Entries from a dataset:
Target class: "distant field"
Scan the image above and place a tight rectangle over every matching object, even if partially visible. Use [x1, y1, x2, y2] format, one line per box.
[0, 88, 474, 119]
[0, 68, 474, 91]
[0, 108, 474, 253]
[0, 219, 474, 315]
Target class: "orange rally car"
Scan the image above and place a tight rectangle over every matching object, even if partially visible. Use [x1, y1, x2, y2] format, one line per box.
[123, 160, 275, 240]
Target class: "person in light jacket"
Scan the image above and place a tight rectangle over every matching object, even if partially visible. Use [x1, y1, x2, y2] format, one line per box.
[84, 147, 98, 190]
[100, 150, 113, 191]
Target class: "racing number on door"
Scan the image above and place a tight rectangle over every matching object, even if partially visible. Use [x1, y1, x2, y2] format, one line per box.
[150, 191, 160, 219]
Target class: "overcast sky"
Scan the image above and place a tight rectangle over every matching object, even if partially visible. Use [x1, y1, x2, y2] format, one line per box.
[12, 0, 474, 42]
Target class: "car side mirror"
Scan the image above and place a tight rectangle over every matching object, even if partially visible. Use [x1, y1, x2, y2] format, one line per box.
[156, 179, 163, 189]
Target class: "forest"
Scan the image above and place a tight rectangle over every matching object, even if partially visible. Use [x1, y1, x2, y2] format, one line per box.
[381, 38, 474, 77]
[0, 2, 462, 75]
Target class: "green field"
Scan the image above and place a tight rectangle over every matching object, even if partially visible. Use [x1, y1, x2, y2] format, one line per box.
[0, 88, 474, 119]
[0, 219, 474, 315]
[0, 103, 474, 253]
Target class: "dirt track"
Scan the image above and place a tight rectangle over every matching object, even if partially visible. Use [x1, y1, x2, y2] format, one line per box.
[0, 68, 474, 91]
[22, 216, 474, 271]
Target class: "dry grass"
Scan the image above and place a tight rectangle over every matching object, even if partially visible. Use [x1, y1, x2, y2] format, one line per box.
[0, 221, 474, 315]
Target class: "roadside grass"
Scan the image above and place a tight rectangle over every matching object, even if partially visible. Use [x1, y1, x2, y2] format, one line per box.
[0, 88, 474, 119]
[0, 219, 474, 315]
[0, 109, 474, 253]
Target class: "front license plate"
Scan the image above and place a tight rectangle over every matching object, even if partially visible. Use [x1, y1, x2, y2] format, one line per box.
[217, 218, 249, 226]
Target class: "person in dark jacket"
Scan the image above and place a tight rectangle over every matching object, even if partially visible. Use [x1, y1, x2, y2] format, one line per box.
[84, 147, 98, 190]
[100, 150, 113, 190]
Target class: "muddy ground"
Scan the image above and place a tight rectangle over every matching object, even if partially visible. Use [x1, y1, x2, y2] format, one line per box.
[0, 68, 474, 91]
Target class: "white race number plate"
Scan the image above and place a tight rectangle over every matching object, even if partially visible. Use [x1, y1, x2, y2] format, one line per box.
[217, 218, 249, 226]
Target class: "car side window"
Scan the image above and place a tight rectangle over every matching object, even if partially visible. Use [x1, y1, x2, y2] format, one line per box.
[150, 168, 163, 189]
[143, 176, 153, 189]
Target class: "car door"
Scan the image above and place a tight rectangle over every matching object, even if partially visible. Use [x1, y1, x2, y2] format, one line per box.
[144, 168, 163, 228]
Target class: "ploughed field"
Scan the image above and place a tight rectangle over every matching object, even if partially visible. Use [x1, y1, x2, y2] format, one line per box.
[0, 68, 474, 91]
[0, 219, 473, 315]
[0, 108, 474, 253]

→ Required task
Quote the whole listing above, leaving nothing out.

→ Correct result
Target class: "distant field"
Scan the image above and place a tight rectangle over every matching object, even if partially visible. Use [x1, y1, x2, y2] format, one line per box.
[0, 88, 474, 119]
[0, 68, 474, 91]
[0, 108, 474, 253]
[0, 219, 474, 315]
Target class: "orange rally car"
Scan the image above and place a tight rectangle over every matching object, even if partially visible. Use [x1, y1, x2, y2] format, one line per box.
[123, 160, 275, 240]
Target class: "person in light jacket"
Scan the image above and place a tight rectangle over every matching object, even if partially visible. Use [x1, y1, x2, y2] format, one line per box.
[84, 147, 98, 190]
[100, 150, 113, 191]
Target class: "racing number on door"
Scan the image above and place a tight rectangle over every matching object, even if partially visible. Use [x1, y1, x2, y2] format, one line per box.
[150, 191, 160, 219]
Target class: "overcast sky"
Scan the image above and place a tight rectangle over every matching object, even if partially visible. Use [x1, y1, x2, y2] format, one line per box.
[12, 0, 474, 42]
Target class: "car side mirror"
Scan the image above and place a tight rectangle over every matching object, even if partially visible. Use [x1, y1, x2, y2] format, one line per box.
[156, 179, 163, 189]
Target class: "forest"
Scan the image above and place a tight rectangle over every matching object, even if partially visible. Use [x1, y1, x2, y2] format, one line per box.
[381, 38, 474, 77]
[0, 2, 462, 75]
Target class: "green field"
Scan the image above and place a tight rectangle over every matching object, even if partially visible. Use [x1, y1, x2, y2] format, one line per box.
[0, 88, 474, 119]
[0, 219, 474, 315]
[0, 103, 474, 253]
Target class: "dirt track"
Scan the image above and place a tight rectangle over every matching object, even if partially visible. Use [x1, y1, x2, y2] format, one line per box.
[0, 68, 474, 91]
[22, 216, 474, 271]
Target class: "dry grass"
Scan the image above and place a tight rectangle over every matching object, even if partially visible. Use [x1, y1, x2, y2] format, one line per box.
[0, 221, 474, 315]
Target class: "roadside grass"
Scan the image above and place a tight rectangle over every matching object, even if partially visible. Use [x1, y1, x2, y2] format, one line per box.
[0, 88, 474, 119]
[0, 219, 474, 315]
[0, 109, 474, 253]
Target class: "front license plate"
Scan the image above and place a tight rectangle over every matching object, even if partially visible. Use [x1, y1, x2, y2] format, one line per box.
[217, 218, 249, 226]
Target class: "person in dark jacket"
Scan the image above and place a tight rectangle over every matching object, even if partially visible. Use [x1, y1, x2, y2] format, one line per box.
[84, 147, 98, 190]
[100, 150, 113, 190]
Target class: "muddy ground"
Scan the image above and place a tight rectangle over every matching object, even if partially visible. Use [x1, y1, x2, y2] format, one line per box.
[0, 68, 474, 91]
Target class: "white race number plate"
Scan the image above and place a tight rectangle over every matching object, even if partially visible. Use [x1, y1, x2, y2] format, one line per box.
[217, 218, 249, 226]
Target class: "car side window"
Scan the image above and place a tight rectangle over every matching object, even if partially visible. Use [x1, y1, x2, y2] format, one line per box.
[150, 168, 163, 189]
[143, 176, 153, 189]
Target class: "car door"
Scan the image above and place a tight rectangle over every matching object, even if partially visible. Use [x1, y1, x2, y2] format, one line per box.
[144, 168, 163, 228]
Target class: "ploughed field"
Scan the image above and place a tight rectangle over every matching object, even if partially visible. Use [x1, y1, x2, y2] format, one line per box.
[0, 68, 474, 91]
[0, 219, 473, 315]
[0, 108, 474, 253]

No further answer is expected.